Man begged attacker to ‘please stop’, court hears

A WOMAN has told a court how she heard a man alleged to have been fatally stabbed by her ex-boyfriend begging his alleged attacker to stop.

Man begged attacker to ‘please stop’, court hears

Amy Quigley was giving evidence on the second day of the trial of John Flaherty, aged 25, of Ard Daire, Ferrybank, Waterford, who denies the murder of 27-year-old Patrick Murphy at 42 The Glen, Waterford, on June 20 of last year.

The Central Criminal Court, sitting in Waterford, heard last week that Flaherty punched Mr Murphy, then obtained two knives from the kitchen of Ms Quigley’s house and fatally stabbed Mr Murphy after seeing him in bed with Ms Quigley.

Ms Quigley, aged 25, told the court yesterday that the relationship between John Flaherty and herself was “on and off” for about 10 years.

On the evening of June 19 last year, she met with Mr Murphy and they ended up in her house. Two of her children, aged one and two, were in the house with them. The eldest child was staying with the step-father of Flaherty. She had all three children with Flaherty.

After having some drinks, she and Patrick went up to bed and her son was asleep in the bed at the time.

“Did you become intimate?” Patrick McCarty SC, prosecuting, asked her.

“Yes,” she said, adding that they did not continue. “I stopped it. After that, we were just talking for a few minutes and then fell asleep.”

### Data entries

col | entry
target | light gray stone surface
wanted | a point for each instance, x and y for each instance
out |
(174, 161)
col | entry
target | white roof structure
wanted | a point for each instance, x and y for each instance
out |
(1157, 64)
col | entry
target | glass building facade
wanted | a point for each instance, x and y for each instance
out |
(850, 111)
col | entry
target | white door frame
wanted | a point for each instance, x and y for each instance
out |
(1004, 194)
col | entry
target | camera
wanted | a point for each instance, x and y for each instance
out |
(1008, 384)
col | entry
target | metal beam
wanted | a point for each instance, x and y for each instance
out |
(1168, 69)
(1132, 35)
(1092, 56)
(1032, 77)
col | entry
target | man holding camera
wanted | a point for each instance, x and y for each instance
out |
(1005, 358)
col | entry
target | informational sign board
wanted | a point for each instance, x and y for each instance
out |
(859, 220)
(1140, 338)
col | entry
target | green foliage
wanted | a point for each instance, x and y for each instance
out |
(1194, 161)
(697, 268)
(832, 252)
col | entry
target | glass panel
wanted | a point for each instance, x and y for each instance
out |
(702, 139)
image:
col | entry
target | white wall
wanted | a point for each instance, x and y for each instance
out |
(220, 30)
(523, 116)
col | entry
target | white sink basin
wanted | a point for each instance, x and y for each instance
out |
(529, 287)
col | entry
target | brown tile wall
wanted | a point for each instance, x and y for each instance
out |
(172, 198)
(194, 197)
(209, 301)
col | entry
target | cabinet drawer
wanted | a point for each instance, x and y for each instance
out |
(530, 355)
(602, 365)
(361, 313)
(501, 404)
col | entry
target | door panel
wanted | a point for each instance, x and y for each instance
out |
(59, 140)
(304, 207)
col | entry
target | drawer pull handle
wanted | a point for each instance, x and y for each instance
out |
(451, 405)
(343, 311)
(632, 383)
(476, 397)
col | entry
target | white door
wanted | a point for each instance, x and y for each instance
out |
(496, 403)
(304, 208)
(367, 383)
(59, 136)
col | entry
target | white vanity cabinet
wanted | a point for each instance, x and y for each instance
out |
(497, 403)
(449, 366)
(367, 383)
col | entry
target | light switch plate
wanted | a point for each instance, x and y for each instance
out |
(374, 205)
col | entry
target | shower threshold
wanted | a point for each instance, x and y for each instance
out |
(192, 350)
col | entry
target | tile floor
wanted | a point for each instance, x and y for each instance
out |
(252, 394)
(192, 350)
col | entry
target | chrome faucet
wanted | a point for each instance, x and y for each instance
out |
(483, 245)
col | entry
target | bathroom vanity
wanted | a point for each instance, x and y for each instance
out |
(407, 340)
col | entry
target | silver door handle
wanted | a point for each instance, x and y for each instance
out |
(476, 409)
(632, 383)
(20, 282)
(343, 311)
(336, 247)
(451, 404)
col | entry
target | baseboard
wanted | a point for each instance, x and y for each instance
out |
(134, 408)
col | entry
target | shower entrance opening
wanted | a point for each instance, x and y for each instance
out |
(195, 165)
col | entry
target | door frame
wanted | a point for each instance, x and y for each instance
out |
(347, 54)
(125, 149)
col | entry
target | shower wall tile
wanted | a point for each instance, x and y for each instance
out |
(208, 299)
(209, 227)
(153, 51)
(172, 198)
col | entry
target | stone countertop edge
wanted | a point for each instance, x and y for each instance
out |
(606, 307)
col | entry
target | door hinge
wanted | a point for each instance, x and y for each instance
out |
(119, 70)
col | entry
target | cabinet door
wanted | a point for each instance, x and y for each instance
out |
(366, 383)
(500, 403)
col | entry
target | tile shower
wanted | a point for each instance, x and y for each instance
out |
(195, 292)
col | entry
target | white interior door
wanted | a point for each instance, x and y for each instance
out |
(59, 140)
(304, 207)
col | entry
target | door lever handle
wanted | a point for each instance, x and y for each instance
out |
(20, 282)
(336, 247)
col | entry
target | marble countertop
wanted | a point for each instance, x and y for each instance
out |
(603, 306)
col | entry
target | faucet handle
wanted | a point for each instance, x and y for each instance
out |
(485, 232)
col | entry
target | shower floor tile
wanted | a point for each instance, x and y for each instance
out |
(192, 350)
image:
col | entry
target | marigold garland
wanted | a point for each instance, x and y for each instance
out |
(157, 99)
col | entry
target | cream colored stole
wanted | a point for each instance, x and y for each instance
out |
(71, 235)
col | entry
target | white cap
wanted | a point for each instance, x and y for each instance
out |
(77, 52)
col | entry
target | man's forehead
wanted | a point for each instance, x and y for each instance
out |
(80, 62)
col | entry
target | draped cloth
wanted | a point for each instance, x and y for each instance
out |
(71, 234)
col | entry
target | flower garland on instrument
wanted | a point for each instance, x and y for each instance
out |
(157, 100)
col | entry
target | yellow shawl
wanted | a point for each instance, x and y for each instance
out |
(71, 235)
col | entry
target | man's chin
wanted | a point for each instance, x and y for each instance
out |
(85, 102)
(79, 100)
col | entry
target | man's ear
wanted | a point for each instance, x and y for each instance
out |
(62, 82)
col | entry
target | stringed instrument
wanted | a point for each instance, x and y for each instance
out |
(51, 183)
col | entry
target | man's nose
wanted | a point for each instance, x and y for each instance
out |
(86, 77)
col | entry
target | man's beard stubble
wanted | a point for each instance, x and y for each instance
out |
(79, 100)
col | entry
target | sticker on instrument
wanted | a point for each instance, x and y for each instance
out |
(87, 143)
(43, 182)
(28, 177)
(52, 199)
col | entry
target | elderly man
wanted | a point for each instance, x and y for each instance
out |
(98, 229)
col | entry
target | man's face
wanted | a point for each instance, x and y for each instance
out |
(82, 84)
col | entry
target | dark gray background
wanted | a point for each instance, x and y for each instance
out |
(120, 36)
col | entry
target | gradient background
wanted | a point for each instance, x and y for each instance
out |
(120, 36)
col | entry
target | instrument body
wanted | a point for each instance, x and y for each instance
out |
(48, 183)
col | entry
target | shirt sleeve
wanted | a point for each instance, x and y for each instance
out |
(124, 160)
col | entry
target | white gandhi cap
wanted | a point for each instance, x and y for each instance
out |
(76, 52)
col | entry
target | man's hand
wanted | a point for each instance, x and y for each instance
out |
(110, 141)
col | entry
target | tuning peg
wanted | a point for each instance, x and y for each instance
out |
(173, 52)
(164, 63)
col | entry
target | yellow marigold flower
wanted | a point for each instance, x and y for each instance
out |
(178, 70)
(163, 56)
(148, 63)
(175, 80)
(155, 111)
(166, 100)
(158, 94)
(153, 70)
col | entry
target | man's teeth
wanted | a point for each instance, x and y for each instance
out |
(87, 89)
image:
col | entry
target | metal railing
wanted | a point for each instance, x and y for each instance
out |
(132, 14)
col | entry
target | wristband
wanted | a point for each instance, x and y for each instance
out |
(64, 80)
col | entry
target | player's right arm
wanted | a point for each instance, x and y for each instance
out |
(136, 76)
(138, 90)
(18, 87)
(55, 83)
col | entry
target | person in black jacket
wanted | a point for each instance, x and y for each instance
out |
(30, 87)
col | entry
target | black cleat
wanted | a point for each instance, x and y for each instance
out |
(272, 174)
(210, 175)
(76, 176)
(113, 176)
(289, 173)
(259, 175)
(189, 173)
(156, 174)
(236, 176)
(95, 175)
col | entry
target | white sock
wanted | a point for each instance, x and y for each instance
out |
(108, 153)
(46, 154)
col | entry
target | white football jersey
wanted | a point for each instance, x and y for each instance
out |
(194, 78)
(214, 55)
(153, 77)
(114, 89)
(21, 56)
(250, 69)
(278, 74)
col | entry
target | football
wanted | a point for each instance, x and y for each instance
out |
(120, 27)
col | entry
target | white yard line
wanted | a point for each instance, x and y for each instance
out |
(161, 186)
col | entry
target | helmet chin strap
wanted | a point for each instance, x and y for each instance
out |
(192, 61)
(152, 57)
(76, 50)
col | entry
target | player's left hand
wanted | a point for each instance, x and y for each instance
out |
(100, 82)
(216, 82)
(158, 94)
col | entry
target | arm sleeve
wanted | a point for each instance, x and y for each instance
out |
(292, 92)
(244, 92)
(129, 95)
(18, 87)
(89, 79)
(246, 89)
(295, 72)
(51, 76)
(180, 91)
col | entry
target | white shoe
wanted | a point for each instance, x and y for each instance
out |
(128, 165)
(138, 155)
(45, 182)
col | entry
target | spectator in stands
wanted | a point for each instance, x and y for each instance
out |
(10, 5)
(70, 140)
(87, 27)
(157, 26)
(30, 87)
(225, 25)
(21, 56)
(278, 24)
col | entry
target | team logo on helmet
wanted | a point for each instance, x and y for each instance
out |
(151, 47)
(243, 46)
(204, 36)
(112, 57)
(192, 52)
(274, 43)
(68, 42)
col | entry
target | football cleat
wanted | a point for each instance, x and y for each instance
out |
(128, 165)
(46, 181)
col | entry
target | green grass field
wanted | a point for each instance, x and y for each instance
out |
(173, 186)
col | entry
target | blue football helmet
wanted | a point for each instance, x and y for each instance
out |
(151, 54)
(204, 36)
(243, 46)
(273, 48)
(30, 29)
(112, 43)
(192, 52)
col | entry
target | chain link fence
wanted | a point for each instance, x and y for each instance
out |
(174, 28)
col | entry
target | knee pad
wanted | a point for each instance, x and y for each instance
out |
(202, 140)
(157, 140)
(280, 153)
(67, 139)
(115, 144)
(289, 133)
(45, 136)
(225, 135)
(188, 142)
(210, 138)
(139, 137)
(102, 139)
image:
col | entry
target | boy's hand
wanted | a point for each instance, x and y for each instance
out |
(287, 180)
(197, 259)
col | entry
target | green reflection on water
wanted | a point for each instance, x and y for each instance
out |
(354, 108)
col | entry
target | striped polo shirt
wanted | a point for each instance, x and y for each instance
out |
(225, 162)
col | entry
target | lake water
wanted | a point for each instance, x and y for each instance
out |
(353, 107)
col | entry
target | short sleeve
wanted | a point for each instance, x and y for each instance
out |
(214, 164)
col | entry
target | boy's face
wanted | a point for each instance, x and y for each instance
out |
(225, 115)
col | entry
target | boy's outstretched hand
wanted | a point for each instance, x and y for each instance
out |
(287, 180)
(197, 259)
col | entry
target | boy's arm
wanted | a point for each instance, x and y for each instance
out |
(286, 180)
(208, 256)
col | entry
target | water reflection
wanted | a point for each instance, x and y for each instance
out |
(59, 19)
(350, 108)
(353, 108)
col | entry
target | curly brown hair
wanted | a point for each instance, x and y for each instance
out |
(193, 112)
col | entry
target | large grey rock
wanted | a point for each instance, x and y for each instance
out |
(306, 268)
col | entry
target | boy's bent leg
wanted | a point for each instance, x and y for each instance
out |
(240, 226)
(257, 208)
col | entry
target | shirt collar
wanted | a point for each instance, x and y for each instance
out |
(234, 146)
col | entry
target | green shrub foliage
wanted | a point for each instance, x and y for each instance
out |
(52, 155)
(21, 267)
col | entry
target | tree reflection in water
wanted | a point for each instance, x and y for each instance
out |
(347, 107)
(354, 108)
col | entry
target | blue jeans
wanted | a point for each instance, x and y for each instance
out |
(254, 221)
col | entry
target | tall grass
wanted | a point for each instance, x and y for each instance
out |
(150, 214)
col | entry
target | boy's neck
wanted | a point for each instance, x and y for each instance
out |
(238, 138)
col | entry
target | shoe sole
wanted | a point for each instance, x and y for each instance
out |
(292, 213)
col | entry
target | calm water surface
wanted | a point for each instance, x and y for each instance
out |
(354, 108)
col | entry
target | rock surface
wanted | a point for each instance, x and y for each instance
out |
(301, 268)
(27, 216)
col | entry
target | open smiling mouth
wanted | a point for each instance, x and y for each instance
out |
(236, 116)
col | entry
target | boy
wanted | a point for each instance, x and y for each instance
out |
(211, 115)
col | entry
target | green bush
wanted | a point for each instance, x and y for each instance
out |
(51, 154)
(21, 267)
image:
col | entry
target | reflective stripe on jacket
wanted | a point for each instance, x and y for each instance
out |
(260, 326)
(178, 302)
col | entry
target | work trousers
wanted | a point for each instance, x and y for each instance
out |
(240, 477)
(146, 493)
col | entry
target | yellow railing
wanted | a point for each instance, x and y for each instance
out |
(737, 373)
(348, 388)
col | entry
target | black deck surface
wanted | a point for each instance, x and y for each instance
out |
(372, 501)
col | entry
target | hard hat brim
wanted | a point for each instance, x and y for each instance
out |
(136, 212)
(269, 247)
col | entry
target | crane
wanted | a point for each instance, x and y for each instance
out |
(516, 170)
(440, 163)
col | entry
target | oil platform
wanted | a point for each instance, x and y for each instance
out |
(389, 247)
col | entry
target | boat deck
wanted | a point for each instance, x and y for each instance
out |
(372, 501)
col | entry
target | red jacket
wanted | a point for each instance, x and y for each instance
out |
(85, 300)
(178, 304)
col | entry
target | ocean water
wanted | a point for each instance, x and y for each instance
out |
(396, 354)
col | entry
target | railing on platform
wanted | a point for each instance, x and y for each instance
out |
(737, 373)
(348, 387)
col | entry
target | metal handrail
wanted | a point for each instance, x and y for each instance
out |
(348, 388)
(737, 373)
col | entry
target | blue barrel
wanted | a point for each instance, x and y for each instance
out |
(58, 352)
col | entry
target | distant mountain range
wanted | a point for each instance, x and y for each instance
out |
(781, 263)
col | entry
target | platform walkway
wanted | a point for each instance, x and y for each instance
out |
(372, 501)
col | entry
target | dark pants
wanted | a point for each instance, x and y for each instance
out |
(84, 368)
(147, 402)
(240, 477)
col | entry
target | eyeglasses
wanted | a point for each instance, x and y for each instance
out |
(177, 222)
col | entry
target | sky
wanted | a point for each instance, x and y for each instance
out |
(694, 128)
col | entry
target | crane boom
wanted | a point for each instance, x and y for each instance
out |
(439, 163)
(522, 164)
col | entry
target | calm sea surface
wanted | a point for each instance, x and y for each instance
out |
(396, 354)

### REQUIREMENTS
Answer these questions using the court report:
(a) How old is John Flaherty?
(b) For about how long did Amy Quigley say her relationship with Flaherty was "on and off"?
(c) Where was the eldest child staying on the evening of June 19?

### RESPONSE TO THIS EXERCISE
(a) 25
(b) About 10 years
(c) With the step-father of Flaherty